Exercise brief:
Write out exactly, please, the lines from the one containing "of the fence" to the end of the material.

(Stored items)
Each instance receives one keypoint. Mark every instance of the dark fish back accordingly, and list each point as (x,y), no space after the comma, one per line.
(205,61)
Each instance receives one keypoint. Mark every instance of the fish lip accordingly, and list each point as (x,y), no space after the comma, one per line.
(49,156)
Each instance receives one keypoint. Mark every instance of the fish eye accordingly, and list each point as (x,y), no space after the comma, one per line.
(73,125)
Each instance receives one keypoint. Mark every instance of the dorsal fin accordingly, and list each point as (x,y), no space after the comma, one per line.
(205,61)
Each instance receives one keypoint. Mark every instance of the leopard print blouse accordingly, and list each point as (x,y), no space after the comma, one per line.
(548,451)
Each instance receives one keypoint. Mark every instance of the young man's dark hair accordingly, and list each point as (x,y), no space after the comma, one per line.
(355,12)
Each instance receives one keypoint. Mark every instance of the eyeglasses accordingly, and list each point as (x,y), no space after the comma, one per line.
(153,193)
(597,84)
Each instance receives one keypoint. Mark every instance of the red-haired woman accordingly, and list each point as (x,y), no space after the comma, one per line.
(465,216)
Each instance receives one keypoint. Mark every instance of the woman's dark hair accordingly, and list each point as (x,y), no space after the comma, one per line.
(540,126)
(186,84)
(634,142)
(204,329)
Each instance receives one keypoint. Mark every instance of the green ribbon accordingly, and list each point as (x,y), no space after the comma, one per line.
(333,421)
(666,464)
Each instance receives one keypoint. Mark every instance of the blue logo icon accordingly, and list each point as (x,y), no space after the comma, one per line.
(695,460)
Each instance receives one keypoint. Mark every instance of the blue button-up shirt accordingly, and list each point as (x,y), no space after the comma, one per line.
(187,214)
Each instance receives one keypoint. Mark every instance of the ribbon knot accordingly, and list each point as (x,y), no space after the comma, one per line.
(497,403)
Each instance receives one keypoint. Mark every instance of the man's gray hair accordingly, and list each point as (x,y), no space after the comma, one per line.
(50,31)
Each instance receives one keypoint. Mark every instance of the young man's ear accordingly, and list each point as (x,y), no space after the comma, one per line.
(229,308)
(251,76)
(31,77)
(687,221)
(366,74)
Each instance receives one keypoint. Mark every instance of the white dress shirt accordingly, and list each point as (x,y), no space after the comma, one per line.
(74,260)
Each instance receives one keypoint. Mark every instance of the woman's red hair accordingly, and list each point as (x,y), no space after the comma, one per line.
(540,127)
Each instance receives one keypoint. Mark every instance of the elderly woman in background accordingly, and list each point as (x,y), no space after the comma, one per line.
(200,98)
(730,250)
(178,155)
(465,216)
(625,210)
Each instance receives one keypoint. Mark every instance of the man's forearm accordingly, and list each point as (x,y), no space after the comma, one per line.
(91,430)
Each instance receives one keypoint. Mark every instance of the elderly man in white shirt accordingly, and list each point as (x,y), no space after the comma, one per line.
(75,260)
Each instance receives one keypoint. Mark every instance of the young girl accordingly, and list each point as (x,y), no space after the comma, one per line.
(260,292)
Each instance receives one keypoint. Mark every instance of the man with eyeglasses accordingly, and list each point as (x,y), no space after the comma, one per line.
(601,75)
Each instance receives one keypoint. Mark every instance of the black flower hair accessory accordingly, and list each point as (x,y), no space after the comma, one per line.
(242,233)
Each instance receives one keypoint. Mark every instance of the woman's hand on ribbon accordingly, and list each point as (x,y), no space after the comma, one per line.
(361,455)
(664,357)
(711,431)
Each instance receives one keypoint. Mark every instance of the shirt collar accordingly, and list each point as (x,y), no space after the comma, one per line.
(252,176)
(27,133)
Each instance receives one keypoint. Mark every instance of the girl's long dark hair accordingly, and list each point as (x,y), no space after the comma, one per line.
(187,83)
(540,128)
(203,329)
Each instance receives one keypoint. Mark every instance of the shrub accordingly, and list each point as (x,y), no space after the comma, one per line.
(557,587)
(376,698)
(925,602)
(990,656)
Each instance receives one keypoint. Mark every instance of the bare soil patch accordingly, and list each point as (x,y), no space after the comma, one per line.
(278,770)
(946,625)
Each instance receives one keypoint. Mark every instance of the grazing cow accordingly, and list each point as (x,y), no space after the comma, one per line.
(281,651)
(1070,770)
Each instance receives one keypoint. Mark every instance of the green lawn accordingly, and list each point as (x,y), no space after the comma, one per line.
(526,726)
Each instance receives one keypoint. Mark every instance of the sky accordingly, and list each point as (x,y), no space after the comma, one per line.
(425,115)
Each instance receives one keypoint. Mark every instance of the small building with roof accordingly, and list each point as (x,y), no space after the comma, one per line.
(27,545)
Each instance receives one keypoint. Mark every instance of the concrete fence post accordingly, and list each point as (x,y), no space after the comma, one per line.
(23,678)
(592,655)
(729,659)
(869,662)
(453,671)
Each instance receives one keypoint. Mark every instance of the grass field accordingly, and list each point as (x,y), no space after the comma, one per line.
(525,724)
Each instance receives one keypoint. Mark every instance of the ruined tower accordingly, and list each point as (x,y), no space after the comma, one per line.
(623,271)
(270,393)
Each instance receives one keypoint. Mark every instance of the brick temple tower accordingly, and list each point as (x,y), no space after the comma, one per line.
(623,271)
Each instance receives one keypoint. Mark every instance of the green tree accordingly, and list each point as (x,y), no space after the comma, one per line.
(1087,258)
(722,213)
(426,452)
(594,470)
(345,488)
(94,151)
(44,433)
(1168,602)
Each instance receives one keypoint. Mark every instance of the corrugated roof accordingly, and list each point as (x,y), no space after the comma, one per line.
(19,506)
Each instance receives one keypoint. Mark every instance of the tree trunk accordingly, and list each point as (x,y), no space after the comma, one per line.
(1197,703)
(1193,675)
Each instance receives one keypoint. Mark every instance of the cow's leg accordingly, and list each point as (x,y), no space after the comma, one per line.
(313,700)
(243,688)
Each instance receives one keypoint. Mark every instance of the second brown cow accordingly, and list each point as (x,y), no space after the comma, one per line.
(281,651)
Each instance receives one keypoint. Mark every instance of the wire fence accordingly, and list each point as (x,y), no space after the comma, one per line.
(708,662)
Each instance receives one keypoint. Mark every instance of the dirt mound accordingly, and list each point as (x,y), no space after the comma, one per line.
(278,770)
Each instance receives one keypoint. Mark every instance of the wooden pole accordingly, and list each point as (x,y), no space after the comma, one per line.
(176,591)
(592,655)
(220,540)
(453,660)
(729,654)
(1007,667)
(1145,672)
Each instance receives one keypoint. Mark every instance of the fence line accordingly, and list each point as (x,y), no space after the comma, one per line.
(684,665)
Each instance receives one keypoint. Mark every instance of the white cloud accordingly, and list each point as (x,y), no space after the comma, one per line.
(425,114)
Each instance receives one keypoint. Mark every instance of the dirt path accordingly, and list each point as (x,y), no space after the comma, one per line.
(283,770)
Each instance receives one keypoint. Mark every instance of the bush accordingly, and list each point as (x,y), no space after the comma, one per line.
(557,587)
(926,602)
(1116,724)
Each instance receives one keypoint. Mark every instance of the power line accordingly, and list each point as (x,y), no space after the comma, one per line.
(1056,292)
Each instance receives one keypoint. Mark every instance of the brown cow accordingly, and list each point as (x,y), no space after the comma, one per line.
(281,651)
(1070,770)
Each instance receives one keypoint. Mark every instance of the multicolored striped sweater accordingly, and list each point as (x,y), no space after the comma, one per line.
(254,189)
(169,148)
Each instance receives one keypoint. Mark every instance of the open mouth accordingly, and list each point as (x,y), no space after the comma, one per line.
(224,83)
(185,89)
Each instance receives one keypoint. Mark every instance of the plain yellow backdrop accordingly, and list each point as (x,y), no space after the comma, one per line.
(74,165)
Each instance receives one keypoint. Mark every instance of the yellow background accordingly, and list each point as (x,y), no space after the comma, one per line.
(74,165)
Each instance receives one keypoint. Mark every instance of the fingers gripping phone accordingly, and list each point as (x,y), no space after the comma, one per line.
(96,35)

Complete answer:
Each instance receives one keypoint. Mark every instance of the fence line accordingly, and list each point as (x,y), no space after the comma, one per line.
(684,665)
Each instance receives one keypoint. Mark every instance of the white cloud accordingly, and list each point as (x,y), no space after the comma, one per line.
(425,114)
Each instance receives one keypoint. Mark every instance of the dirt path accordingly, and list each point as (x,y), no space after the comma, one per line.
(283,770)
Each instance receives one keypoint. Mark every instance of the bush accordingly, and list each point as (x,y), no space after the comma, one per line.
(557,587)
(926,602)
(1116,724)
Each instance receives one keypoint. Mark every instance of the power line accordingly, and list each point as (x,y), no space after the comma, one per line.
(1056,292)
Each instance receives one keypoint. Mark every instance of the brown cow accordingly, and list each point as (x,y), no space after the comma, one per line.
(281,651)
(1070,770)
Each instance receives one keypoint. Mark every instance of the multicolored striped sweater accordingly, and list each point as (x,y), no space after the comma, one per line.
(254,189)
(169,148)
Each instance receives one keypoint. Mark every instance of the open mouth accordingly, and list each point as (x,y), no space after the comma, one per line.
(224,83)
(185,89)
Each instance receives one keypoint. Mark every instance of the plain yellow backdrop accordingly, and list each point as (x,y), no space after the comma, one per line.
(74,165)
Each instance receives one keypoint. Mark every instance of the yellow background accordingly, and list each point as (x,y), no space after the comma, one per line.
(74,165)
Each instance receives one keypoint. Mark every instance of the fingers gripping phone accordingly, and list each point as (x,y), no space after the comma, one per line.
(96,35)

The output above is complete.